[start of EXERCISE INPUTS]

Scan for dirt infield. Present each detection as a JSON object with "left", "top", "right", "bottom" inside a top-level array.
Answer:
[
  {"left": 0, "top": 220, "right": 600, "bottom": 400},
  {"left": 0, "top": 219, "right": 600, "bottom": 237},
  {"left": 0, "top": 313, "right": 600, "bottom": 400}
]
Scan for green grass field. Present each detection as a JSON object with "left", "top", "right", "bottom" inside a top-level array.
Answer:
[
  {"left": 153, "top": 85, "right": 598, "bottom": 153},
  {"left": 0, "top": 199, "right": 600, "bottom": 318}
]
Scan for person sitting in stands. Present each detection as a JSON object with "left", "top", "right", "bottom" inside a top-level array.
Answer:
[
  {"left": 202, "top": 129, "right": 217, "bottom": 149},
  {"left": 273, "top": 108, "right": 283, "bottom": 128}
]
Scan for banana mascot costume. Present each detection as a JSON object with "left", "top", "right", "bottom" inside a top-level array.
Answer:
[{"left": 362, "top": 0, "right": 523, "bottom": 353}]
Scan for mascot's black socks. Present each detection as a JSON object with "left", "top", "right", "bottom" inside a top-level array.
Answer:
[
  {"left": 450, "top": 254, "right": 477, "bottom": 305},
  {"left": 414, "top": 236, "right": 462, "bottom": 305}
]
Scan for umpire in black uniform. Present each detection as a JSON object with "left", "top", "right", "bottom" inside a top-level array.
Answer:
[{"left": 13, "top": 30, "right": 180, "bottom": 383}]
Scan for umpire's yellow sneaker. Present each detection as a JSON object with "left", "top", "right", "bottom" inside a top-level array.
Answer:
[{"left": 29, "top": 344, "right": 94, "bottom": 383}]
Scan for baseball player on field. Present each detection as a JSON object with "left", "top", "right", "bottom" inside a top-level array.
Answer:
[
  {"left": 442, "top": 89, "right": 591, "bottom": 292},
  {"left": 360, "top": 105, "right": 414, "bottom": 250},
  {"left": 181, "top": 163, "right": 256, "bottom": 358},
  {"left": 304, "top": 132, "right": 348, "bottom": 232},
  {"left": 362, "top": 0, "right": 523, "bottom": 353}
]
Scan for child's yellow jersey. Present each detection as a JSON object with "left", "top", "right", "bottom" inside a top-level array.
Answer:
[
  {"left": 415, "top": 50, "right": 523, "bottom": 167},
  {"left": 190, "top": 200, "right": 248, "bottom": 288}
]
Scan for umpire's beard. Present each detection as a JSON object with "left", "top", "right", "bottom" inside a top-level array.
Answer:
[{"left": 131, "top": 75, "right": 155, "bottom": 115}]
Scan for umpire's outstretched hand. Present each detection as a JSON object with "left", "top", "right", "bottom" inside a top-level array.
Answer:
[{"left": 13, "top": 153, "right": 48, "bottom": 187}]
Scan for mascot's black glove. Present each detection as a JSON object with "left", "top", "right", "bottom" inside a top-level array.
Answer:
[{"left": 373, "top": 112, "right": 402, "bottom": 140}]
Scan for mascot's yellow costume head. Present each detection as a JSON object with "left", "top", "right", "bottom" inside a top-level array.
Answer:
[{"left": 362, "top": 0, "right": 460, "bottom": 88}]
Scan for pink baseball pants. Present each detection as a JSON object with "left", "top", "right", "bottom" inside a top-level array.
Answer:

[end of EXERCISE INPUTS]

- **OBJECTIVE**
Please copy the records above with "Scan for" swapped for "Look for" everywhere it occurs, keeping everything else the same.

- **REPLY**
Look for dirt infield. Present each detection as a JSON object with "left", "top", "right", "bottom" inside a top-level array.
Answer:
[
  {"left": 0, "top": 220, "right": 600, "bottom": 400},
  {"left": 0, "top": 219, "right": 600, "bottom": 237},
  {"left": 0, "top": 313, "right": 600, "bottom": 400}
]
Look for green grass field. Present each detection as a JSON object with "left", "top", "right", "bottom" inside a top-level array.
Answer:
[
  {"left": 153, "top": 85, "right": 598, "bottom": 153},
  {"left": 0, "top": 199, "right": 600, "bottom": 318}
]
Look for person sitting in stands. Present each detection as a JSON object with "left", "top", "right", "bottom" inside a top-level array.
Answer:
[
  {"left": 202, "top": 129, "right": 217, "bottom": 149},
  {"left": 273, "top": 108, "right": 283, "bottom": 128}
]
Look for banana mascot costume. Present each detection as a JSON object with "left", "top", "right", "bottom" inside a top-level array.
Answer:
[{"left": 362, "top": 0, "right": 523, "bottom": 353}]
Look for mascot's black socks. Present each detection as a JSON object with "left", "top", "right", "bottom" inside a top-level array.
Answer:
[
  {"left": 450, "top": 254, "right": 477, "bottom": 305},
  {"left": 414, "top": 236, "right": 462, "bottom": 305}
]
Look for umpire in black uniform. Present each detection as a JSON object with "left", "top", "right", "bottom" inside a top-level array.
Answer:
[{"left": 13, "top": 30, "right": 180, "bottom": 383}]
Look for umpire's yellow sneaker. Present each detection as a JSON object with "left", "top", "right", "bottom" inside a top-level array.
Answer:
[{"left": 29, "top": 344, "right": 94, "bottom": 383}]
Look for baseball player on field. Present each detection as a JSON object with "left", "top", "right", "bottom" inside a top-level array.
Answer:
[
  {"left": 442, "top": 89, "right": 591, "bottom": 292},
  {"left": 360, "top": 105, "right": 414, "bottom": 250},
  {"left": 181, "top": 163, "right": 256, "bottom": 358},
  {"left": 304, "top": 132, "right": 348, "bottom": 232},
  {"left": 362, "top": 0, "right": 523, "bottom": 353}
]
Look for child's yellow jersey. Present each detection as a JSON object with "left", "top", "right", "bottom" inside a top-level array.
Answer:
[
  {"left": 415, "top": 50, "right": 523, "bottom": 167},
  {"left": 190, "top": 200, "right": 248, "bottom": 288}
]
Look for umpire's beard. Present each detection as a JSON object with "left", "top", "right", "bottom" inside a top-level array.
Answer:
[{"left": 131, "top": 75, "right": 155, "bottom": 115}]
Look for umpire's outstretched hand. Present each detection as a JSON object with "left", "top", "right", "bottom" inside a top-level array.
Answer:
[{"left": 13, "top": 153, "right": 48, "bottom": 187}]
Look for mascot's black glove. Present each detection as a JSON object with "left", "top", "right", "bottom" inside a top-level array.
Answer:
[{"left": 373, "top": 112, "right": 402, "bottom": 140}]
Look for mascot's yellow costume head. Present each detection as a JSON object with "left", "top", "right", "bottom" inside a top-level array.
Answer:
[{"left": 362, "top": 0, "right": 460, "bottom": 88}]
Look for pink baseball pants. Present each detection as a JSON object with "left", "top", "right", "bottom" inside a top-level array.
Answer:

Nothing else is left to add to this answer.